>> START

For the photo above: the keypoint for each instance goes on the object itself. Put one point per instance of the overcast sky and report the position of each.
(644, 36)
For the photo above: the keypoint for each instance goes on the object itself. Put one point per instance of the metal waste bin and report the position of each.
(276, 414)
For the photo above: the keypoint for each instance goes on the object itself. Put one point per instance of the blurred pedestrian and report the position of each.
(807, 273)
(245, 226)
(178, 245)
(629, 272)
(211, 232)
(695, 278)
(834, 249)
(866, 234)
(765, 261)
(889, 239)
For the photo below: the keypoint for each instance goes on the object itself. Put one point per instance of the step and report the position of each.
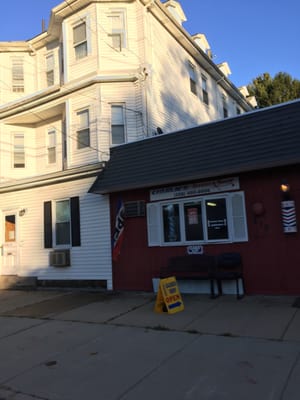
(17, 282)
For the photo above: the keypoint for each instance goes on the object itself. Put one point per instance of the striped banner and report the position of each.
(288, 216)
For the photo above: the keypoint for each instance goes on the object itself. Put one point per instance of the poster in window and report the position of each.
(193, 218)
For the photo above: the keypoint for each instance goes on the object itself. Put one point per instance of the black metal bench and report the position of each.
(230, 267)
(200, 267)
(225, 266)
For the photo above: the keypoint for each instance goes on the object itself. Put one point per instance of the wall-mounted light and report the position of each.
(285, 190)
(22, 212)
(258, 209)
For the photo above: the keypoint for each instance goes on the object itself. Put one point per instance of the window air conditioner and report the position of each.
(60, 258)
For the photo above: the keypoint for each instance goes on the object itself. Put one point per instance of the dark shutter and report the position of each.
(47, 225)
(75, 221)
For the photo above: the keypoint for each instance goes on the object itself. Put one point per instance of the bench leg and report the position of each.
(238, 295)
(212, 289)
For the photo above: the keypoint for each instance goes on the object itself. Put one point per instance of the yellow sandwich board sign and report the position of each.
(168, 297)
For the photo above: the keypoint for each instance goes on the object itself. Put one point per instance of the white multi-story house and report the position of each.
(104, 73)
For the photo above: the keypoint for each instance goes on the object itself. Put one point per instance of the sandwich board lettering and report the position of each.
(168, 297)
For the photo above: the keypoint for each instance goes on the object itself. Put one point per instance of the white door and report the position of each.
(10, 244)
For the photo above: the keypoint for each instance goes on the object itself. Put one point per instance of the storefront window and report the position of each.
(205, 219)
(171, 223)
(216, 217)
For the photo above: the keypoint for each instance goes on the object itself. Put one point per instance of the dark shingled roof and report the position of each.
(256, 140)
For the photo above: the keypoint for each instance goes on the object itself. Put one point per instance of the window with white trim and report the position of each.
(80, 40)
(225, 106)
(19, 150)
(193, 79)
(51, 146)
(117, 30)
(206, 219)
(18, 75)
(62, 223)
(117, 124)
(204, 90)
(50, 69)
(83, 130)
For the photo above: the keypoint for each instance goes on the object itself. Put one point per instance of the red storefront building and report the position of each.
(230, 185)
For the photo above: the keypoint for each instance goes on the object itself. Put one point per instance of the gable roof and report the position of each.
(262, 139)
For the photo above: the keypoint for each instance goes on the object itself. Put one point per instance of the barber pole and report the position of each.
(118, 235)
(288, 216)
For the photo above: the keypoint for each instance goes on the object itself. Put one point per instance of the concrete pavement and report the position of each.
(61, 345)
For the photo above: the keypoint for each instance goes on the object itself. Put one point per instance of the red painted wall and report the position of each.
(271, 258)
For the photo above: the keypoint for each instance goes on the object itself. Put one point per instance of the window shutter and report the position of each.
(239, 222)
(75, 221)
(47, 225)
(153, 224)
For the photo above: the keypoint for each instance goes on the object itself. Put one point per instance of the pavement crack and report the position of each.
(292, 369)
(153, 370)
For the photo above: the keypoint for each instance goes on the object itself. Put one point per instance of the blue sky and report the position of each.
(254, 36)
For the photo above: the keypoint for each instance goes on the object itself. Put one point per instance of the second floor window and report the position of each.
(193, 80)
(19, 151)
(117, 30)
(62, 223)
(204, 90)
(117, 125)
(17, 75)
(80, 40)
(83, 130)
(50, 69)
(51, 147)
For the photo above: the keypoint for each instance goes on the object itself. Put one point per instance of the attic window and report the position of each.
(192, 73)
(135, 209)
(117, 30)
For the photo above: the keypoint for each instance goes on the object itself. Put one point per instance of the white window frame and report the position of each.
(83, 129)
(17, 72)
(235, 217)
(18, 149)
(225, 106)
(205, 97)
(115, 123)
(51, 146)
(50, 69)
(193, 78)
(55, 223)
(117, 32)
(81, 44)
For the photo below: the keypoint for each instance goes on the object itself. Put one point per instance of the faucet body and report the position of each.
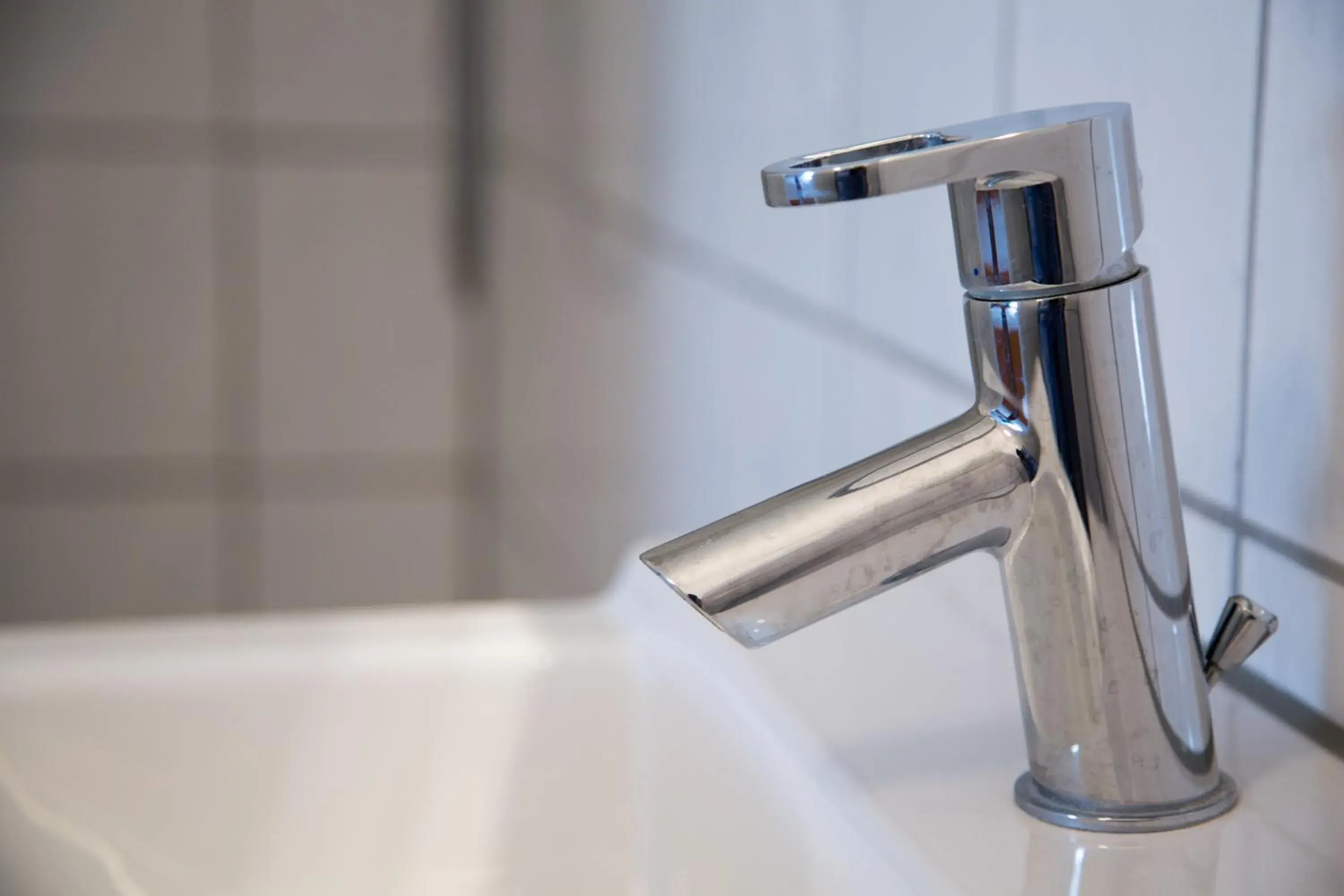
(1064, 470)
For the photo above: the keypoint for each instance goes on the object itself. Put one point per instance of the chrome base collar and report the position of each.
(1131, 820)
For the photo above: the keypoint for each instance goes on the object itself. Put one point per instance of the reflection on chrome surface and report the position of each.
(1062, 469)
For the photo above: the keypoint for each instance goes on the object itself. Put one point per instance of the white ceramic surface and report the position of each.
(611, 746)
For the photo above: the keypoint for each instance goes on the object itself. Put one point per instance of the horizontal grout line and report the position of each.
(236, 143)
(1299, 554)
(703, 261)
(1301, 718)
(42, 482)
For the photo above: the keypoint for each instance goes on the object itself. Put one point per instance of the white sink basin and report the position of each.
(608, 746)
(494, 749)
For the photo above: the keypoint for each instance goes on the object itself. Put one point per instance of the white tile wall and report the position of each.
(351, 64)
(107, 322)
(357, 314)
(343, 554)
(107, 58)
(97, 562)
(569, 85)
(1304, 657)
(754, 396)
(900, 265)
(277, 302)
(1190, 74)
(1295, 478)
(734, 86)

>> END

What the task requires:
Rewrite all of the data above, replacing every occurrence of "position" with "location" and keeping everything else unchanged. Leave the pictures out of your answer.

Answer to this task:
For the photo above: the keypoint for each instance goes on the object itself. Put one point per instance of the overcast sky and report the location of each.
(644, 36)
For the photo above: the keypoint for each instance goes on the object itself. Put one point per instance of the metal waste bin and report the location of each.
(276, 414)
For the photo above: the keypoint for each instance goes on the object itself. Put one point per instance of the blurred pedestrian and report the location of each.
(807, 273)
(245, 226)
(178, 245)
(629, 272)
(211, 232)
(695, 278)
(834, 249)
(866, 234)
(765, 261)
(889, 239)
For the photo below: the keypoint for each instance goes on the object itself. Put one point per instance of the step and report the location of each.
(17, 282)
For the photo above: the keypoint for each instance goes on the object itself. Put one point per instance of the striped banner and report the location of each.
(288, 216)
For the photo above: the keypoint for each instance goes on the object itself. Put one point per instance of the poster in window and report the location of each.
(193, 218)
For the photo above: the keypoint for each instance goes on the object itself. Put one point per instance of the black metal bench and report the location of each.
(230, 267)
(200, 267)
(225, 266)
For the photo above: the keypoint for each instance goes on the object itself. Put one point per instance of the wall-mounted light and report the location of each.
(285, 190)
(22, 212)
(258, 209)
For the photo above: the keypoint for each instance goes on the object itself. Put one point per instance of the window air conditioner and report the location of each.
(60, 258)
For the photo above: the keypoint for each instance goes on the object itself. Put one point per instance of the dark shutter and report the location of each.
(47, 225)
(75, 221)
For the photo above: the keypoint for each instance goes on the object itself. Put one point per instance of the bench leg and report the location of each.
(238, 295)
(212, 289)
For the photo above: the keypoint for each instance goes on the object itself. Put one point per instance of the yellow sandwich board sign and report the location of each.
(168, 297)
For the photo above: the keypoint for each instance goes on the object itself. Put one point per instance of the white multi-story house and report the location of each.
(104, 73)
For the photo above: the keypoint for each instance goes on the object itself. Put one point per instance of the sandwich board lettering and report the location of each.
(168, 297)
For the photo above: the keypoint for each instance goes on the object itself. Put one point per instance of the white door and report the location of each.
(10, 244)
For the photo above: the keypoint for each instance goes on the object itself. Put one point per instance of the storefront window and report the location of each.
(205, 219)
(171, 223)
(216, 217)
For the photo above: the keypoint for each instance goes on the object itself. Put one point per instance of the dark shingled roof and report the location of each.
(256, 140)
For the photo above: the keypoint for each instance goes on the object itself. Put one point per instance of the window with white trim and report the location of each.
(80, 40)
(225, 106)
(19, 150)
(193, 79)
(51, 146)
(117, 30)
(206, 219)
(18, 75)
(62, 223)
(117, 124)
(204, 90)
(50, 69)
(83, 130)
For the photo above: the keypoint for each instance goes on the object itself. Put one point per instance of the red storefront building and report the location of each.
(230, 185)
For the photo above: the keypoint for each instance goes on the object itself. Put one point per instance of the gable roof and report the location of each.
(262, 139)
For the photo above: the keypoint for each instance goes on the object itself. Put one point per instance of the barber pole and report the location of each.
(118, 235)
(288, 216)
For the photo above: the keypoint for each instance goes on the object itself. Put one point per instance of the concrete pavement and report the location of each.
(61, 345)
For the photo above: the keypoint for each instance goes on the object itself. Put one point per instance of the red painted wall and report the location of each.
(271, 258)
For the photo above: the keypoint for each instance goes on the object itself. Put one point per instance of the window shutter and report the location of each.
(239, 222)
(75, 221)
(47, 225)
(153, 224)
For the photo above: the keypoint for each instance goes on the object itself. Put one point per instance of the pavement crack and report the location of each.
(292, 369)
(153, 370)
For the photo above: the keypoint for each instance goes on the object itself. Put one point per instance of the blue sky and report the location of each.
(254, 36)
For the photo above: the keypoint for each instance goes on the object itself. Put one point per instance of the second floor window and report the location of each.
(193, 80)
(19, 151)
(117, 30)
(62, 223)
(204, 90)
(117, 125)
(17, 75)
(80, 40)
(83, 130)
(50, 69)
(51, 147)
For the photo above: the keypoint for each instance goes on the object itself. Put one point per instance of the attic window and report the location of each.
(192, 73)
(135, 209)
(117, 30)
For the photo above: the keypoint for each instance goes on the object itself. Put one point per instance of the white window frame and report the location of each.
(83, 129)
(17, 72)
(235, 217)
(18, 149)
(225, 106)
(205, 97)
(115, 123)
(51, 146)
(50, 69)
(193, 78)
(55, 223)
(117, 32)
(81, 44)
For the photo below: the keypoint for each instance goes on the object itself. Put one point per instance of the faucet body and report the location of each.
(1064, 470)
For the photo above: the keypoint for each instance goes on the object itself. Put one point per instance of the chrome base collar and report the location of each.
(1131, 820)
For the photo above: the keypoint for each instance goes on the object itself. Put one point per instance of the reflection on chrome surface and report the location of each.
(1062, 469)
For the photo above: the keypoint for each instance goes on the object itself. Put one point per instance of the white ceramic surface and report the location of each.
(611, 746)
For the photo above: the keypoint for each instance goes on the object itself. Put one point per instance of the horizontal grout line and report the location of each.
(236, 143)
(1299, 554)
(703, 261)
(1301, 718)
(42, 482)
For the photo above: the keypoint for each instance goes on the object itself. Put one point per instance of the white sink basin and report the location of each.
(608, 746)
(494, 749)
For the photo above: the keypoint for each instance goes on the object itself. Put one point per instance of the white tile wall and report the location of each.
(351, 64)
(107, 322)
(357, 314)
(343, 554)
(107, 58)
(97, 562)
(569, 85)
(1304, 657)
(754, 396)
(900, 265)
(277, 302)
(1190, 74)
(1295, 478)
(734, 86)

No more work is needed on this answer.